## GIVEN PROBLEM
Recast the listing below as a Markdown table with two columns, Row and Line. Give each line its own numbered row and leave out blank lines.

— BEGIN —

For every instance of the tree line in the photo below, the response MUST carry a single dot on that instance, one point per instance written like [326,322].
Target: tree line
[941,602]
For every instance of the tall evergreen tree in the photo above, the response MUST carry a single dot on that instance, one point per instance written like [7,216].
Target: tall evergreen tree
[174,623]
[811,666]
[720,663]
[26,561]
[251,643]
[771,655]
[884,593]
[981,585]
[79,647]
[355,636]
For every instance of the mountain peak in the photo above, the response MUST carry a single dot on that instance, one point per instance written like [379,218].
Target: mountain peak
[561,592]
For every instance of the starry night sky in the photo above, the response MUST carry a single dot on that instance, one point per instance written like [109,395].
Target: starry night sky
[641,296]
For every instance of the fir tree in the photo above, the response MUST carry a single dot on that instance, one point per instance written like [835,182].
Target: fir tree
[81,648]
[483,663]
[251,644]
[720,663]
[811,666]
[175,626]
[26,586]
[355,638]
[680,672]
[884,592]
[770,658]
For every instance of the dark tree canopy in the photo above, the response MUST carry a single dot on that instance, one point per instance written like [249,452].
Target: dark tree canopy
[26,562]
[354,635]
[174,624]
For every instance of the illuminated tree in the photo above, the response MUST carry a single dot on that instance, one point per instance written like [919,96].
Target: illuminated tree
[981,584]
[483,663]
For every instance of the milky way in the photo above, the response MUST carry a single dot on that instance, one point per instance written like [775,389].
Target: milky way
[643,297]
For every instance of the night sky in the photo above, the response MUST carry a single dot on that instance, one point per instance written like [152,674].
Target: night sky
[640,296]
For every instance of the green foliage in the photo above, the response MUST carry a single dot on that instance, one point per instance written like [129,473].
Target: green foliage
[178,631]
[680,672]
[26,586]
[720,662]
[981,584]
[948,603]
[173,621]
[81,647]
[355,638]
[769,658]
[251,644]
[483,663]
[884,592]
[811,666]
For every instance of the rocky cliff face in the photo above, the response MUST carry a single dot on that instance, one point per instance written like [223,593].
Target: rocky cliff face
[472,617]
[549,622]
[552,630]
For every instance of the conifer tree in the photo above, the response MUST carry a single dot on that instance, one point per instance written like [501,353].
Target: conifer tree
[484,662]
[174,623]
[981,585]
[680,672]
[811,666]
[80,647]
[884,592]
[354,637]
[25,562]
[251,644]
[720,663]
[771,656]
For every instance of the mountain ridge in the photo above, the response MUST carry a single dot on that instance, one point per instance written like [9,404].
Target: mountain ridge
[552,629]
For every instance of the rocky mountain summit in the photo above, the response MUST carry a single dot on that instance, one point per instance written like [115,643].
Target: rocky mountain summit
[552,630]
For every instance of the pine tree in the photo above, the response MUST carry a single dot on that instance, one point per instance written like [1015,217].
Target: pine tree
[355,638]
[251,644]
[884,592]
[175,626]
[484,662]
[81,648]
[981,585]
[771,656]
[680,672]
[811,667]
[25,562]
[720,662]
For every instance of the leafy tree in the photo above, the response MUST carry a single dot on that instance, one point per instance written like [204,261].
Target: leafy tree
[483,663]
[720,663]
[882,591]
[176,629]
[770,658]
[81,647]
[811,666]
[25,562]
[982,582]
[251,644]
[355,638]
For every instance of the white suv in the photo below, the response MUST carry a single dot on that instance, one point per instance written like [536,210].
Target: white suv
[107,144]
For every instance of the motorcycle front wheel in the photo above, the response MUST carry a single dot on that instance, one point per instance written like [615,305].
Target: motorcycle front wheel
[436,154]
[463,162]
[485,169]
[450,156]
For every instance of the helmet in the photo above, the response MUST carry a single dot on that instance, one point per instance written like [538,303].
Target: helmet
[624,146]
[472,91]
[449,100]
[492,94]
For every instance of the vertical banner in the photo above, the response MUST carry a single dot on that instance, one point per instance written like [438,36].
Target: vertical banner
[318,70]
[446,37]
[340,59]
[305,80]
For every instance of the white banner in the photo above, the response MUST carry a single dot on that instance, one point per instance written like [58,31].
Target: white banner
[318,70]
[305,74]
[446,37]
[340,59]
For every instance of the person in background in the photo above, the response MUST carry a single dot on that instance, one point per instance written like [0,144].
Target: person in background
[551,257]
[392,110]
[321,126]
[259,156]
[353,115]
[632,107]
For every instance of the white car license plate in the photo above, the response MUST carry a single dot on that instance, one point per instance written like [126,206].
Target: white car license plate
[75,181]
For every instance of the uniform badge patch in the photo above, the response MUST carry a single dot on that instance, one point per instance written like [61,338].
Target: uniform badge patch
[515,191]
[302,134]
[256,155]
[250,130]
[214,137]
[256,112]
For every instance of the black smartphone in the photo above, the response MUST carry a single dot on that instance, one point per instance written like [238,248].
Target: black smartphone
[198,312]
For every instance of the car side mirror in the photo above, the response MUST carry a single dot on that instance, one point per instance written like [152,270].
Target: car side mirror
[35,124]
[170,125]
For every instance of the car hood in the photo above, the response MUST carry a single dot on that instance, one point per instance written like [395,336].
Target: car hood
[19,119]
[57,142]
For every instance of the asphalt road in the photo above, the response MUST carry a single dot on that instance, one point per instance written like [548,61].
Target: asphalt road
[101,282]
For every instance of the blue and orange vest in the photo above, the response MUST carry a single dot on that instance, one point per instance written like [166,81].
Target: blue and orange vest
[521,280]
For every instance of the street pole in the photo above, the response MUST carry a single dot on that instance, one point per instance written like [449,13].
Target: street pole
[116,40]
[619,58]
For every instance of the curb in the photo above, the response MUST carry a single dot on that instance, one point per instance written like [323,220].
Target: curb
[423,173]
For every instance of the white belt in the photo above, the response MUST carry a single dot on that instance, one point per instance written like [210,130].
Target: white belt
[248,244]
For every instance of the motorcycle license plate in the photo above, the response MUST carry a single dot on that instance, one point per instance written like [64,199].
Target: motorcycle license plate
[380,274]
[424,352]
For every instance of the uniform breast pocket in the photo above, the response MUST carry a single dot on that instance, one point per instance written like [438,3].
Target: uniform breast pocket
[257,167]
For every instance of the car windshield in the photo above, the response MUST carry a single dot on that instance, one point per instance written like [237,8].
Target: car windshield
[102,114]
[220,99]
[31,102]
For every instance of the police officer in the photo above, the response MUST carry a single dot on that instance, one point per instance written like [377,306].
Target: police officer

— END —

## TASK ANSWER
| Row | Line |
|---|---|
| 1 | For every instance of the tree line in the photo below, the response MUST carry a single dot on that instance, one point per instance written like [326,322]. |
| 2 | Target: tree line |
| 3 | [941,602] |
| 4 | For every instance of the tall evergreen tree in the photo above, the response MUST carry a single dot on that instance, one point per instance written like [7,216]. |
| 5 | Target: tall evergreen tree |
| 6 | [174,623] |
| 7 | [811,666] |
| 8 | [720,663] |
| 9 | [26,561] |
| 10 | [251,643] |
| 11 | [771,655] |
| 12 | [884,593] |
| 13 | [981,585] |
| 14 | [79,647] |
| 15 | [355,636] |
| 16 | For every instance of the mountain peak in the photo above, the response MUST carry a single dot on that instance, one point per instance written like [379,218]. |
| 17 | Target: mountain peak |
| 18 | [561,592] |
| 19 | For every instance of the starry night sky in the photo above, the response MUST carry a single dot on that instance, one point per instance written like [109,395]. |
| 20 | Target: starry night sky |
| 21 | [641,296] |
| 22 | For every instance of the fir tree in the photo above, the response MUST carry a single dot on that instance, one point per instance written like [835,182]. |
| 23 | Target: fir tree |
| 24 | [81,648] |
| 25 | [483,663] |
| 26 | [251,644] |
| 27 | [720,663] |
| 28 | [811,666] |
| 29 | [175,626] |
| 30 | [26,586] |
| 31 | [355,638] |
| 32 | [680,672] |
| 33 | [884,592] |
| 34 | [770,658] |
| 35 | For every instance of the dark tree canopy in the photo above, the response MUST carry a single dot on that instance, one point per instance written like [249,452]. |
| 36 | Target: dark tree canopy |
| 37 | [26,562] |
| 38 | [354,635] |
| 39 | [174,624] |
| 40 | For every instance of the illuminated tree in the photo above, the response MUST carry a single dot on that instance, one point per instance written like [919,96]. |
| 41 | Target: illuminated tree |
| 42 | [981,584] |
| 43 | [483,663] |
| 44 | For every instance of the milky way in the photo above, the response MUST carry a single dot on that instance, one point per instance written like [775,389]. |
| 45 | Target: milky way |
| 46 | [643,297] |
| 47 | For every instance of the night sky in the photo above, the response MUST carry a single dot on that instance, one point per instance written like [152,674]. |
| 48 | Target: night sky |
| 49 | [640,296] |
| 50 | For every instance of the green foliage in the photo above, the response MUST carry a single dot on that instance, one point per instance written like [129,473]. |
| 51 | Target: green foliage |
| 52 | [178,631] |
| 53 | [680,672] |
| 54 | [26,586] |
| 55 | [720,662] |
| 56 | [981,584] |
| 57 | [948,603] |
| 58 | [173,621] |
| 59 | [81,647] |
| 60 | [355,638] |
| 61 | [769,658] |
| 62 | [251,644] |
| 63 | [483,663] |
| 64 | [884,592] |
| 65 | [811,666] |
| 66 | For every instance of the rocky cliff face in the photo above, the response MUST carry a single dot on that instance, one point per instance written like [223,593]. |
| 67 | Target: rocky cliff face |
| 68 | [472,617] |
| 69 | [549,622] |
| 70 | [552,630] |
| 71 | For every instance of the conifer tree in the photo above, the response MUST carry a single dot on that instance, one point per instance written like [501,353]. |
| 72 | Target: conifer tree |
| 73 | [484,662] |
| 74 | [174,623] |
| 75 | [981,585] |
| 76 | [680,672] |
| 77 | [811,666] |
| 78 | [80,647] |
| 79 | [884,592] |
| 80 | [354,637] |
| 81 | [25,562] |
| 82 | [251,644] |
| 83 | [720,663] |
| 84 | [771,656] |
| 85 | For every instance of the mountain ridge in the photo above, the response MUST carry a single dot on that instance, one point per instance written like [9,404]. |
| 86 | Target: mountain ridge |
| 87 | [552,629] |
| 88 | For every instance of the rocky mountain summit in the photo above, the response MUST carry a single dot on that instance, one point per instance written like [115,643]. |
| 89 | Target: rocky mountain summit |
| 90 | [552,630] |
| 91 | For every instance of the pine tree in the photo above, the response MUST carry a single dot on that instance, one point per instance written like [1015,217]. |
| 92 | Target: pine tree |
| 93 | [355,638] |
| 94 | [251,644] |
| 95 | [884,592] |
| 96 | [175,626] |
| 97 | [484,662] |
| 98 | [81,648] |
| 99 | [981,585] |
| 100 | [771,656] |
| 101 | [680,672] |
| 102 | [811,667] |
| 103 | [25,562] |
| 104 | [720,662] |
| 105 | For every instance of the leafy tree in the photo above, the response MUST carry a single dot on that instance, one point per instance written like [204,261]. |
| 106 | Target: leafy tree |
| 107 | [483,663] |
| 108 | [720,663] |
| 109 | [882,591] |
| 110 | [176,629] |
| 111 | [770,658] |
| 112 | [81,647] |
| 113 | [811,666] |
| 114 | [25,562] |
| 115 | [982,582] |
| 116 | [251,644] |
| 117 | [355,638] |
| 118 | For every instance of the white suv in the photo below, the response MUST carry a single dot on that instance, one point per instance written like [536,210]. |
| 119 | Target: white suv |
| 120 | [107,144] |
| 121 | For every instance of the motorcycle front wheel in the photo above, the response MUST carry a single dot on that instance, one point per instance written like [615,305]. |
| 122 | Target: motorcycle front wheel |
| 123 | [436,154] |
| 124 | [463,162] |
| 125 | [485,169] |
| 126 | [450,156] |
| 127 | For every instance of the helmet in the photo above, the response MUST carry a single dot on that instance, one point per instance written like [538,303]. |
| 128 | Target: helmet |
| 129 | [624,146] |
| 130 | [472,91] |
| 131 | [449,100] |
| 132 | [492,94] |
| 133 | For every instance of the vertical banner in the photo above, the response MUST carry a single dot on that instance, one point per instance written like [438,36]. |
| 134 | Target: vertical banner |
| 135 | [318,70] |
| 136 | [446,37] |
| 137 | [340,59] |
| 138 | [305,80] |
| 139 | For every instance of the white banner in the photo above, the response MUST carry a single dot on that instance, one point per instance written like [58,31]. |
| 140 | Target: white banner |
| 141 | [318,70] |
| 142 | [305,74] |
| 143 | [446,37] |
| 144 | [340,59] |
| 145 | For every instance of the person in background in the photo above, the response MUST carry a single dot on that instance, one point per instance written like [0,144]. |
| 146 | Target: person in background |
| 147 | [551,257] |
| 148 | [392,110] |
| 149 | [321,126] |
| 150 | [259,156] |
| 151 | [353,115] |
| 152 | [632,107] |
| 153 | For every instance of the white car license plate in the photo above, the response MUST carry a single dot on that instance, one point per instance written like [126,206]. |
| 154 | Target: white car license plate |
| 155 | [75,181] |
| 156 | For every instance of the uniform badge patch in the photo above, the response MUST carry a single dot on that instance, one point per instance written like [61,338]. |
| 157 | Target: uniform badge patch |
| 158 | [515,191] |
| 159 | [302,134] |
| 160 | [256,155] |
| 161 | [250,130] |
| 162 | [214,137] |
| 163 | [256,112] |
| 164 | For every instance of the black smartphone in the photo above, the response MUST carry a single dot on that instance, one point per instance written like [238,248]. |
| 165 | Target: black smartphone |
| 166 | [198,312] |
| 167 | For every instance of the car side mirror in the photo above, the response MUST carry a single dot on that instance, one point per instance written like [152,270]. |
| 168 | Target: car side mirror |
| 169 | [35,124] |
| 170 | [170,125] |
| 171 | For every instance of the car hood in the photo above, the response MUST carry a single dot on that instance, one point per instance written like [395,336]. |
| 172 | Target: car hood |
| 173 | [19,119] |
| 174 | [57,142] |
| 175 | For every instance of the asphalt road in the photo above, the response MUST carry a single dot on that instance, one point per instance written like [548,61]. |
| 176 | Target: asphalt road |
| 177 | [101,282] |
| 178 | For every instance of the blue and orange vest in the photo above, the response MUST carry a single dot on that instance, one point per instance written like [166,81]. |
| 179 | Target: blue and orange vest |
| 180 | [521,280] |
| 181 | For every instance of the street pole in the photo above, the response MUST carry a single dot on that instance, one point per instance written like [449,13]. |
| 182 | Target: street pole |
| 183 | [116,40] |
| 184 | [619,58] |
| 185 | For every instance of the curb in the photo above, the response MUST carry a single dot on that instance, one point per instance written like [323,220]. |
| 186 | Target: curb |
| 187 | [423,173] |
| 188 | For every instance of the white belt in the photo above, the response MUST carry a single dot on that instance, one point per instance written like [210,130]. |
| 189 | Target: white belt |
| 190 | [248,244] |
| 191 | For every instance of the motorcycle license plate in the photo above, the response MUST carry a single dot on that instance, one point per instance written like [64,199]. |
| 192 | Target: motorcycle license plate |
| 193 | [380,274] |
| 194 | [424,352] |
| 195 | For every instance of the uniform breast pocket in the photo above, the response MUST carry a single dot on that instance, one point per instance written like [438,3]. |
| 196 | Target: uniform breast pocket |
| 197 | [257,167] |
| 198 | For every instance of the car windshield in the photo above, the response MUST carry a single dot on that instance, one point per instance written like [237,8]. |
| 199 | Target: car windshield |
| 200 | [102,114] |
| 201 | [220,99] |
| 202 | [31,102] |
| 203 | For every instance of the police officer in the photo above, the response MUST carry a single dot on that instance, one point per instance written like [377,306]. |
| 204 | Target: police officer |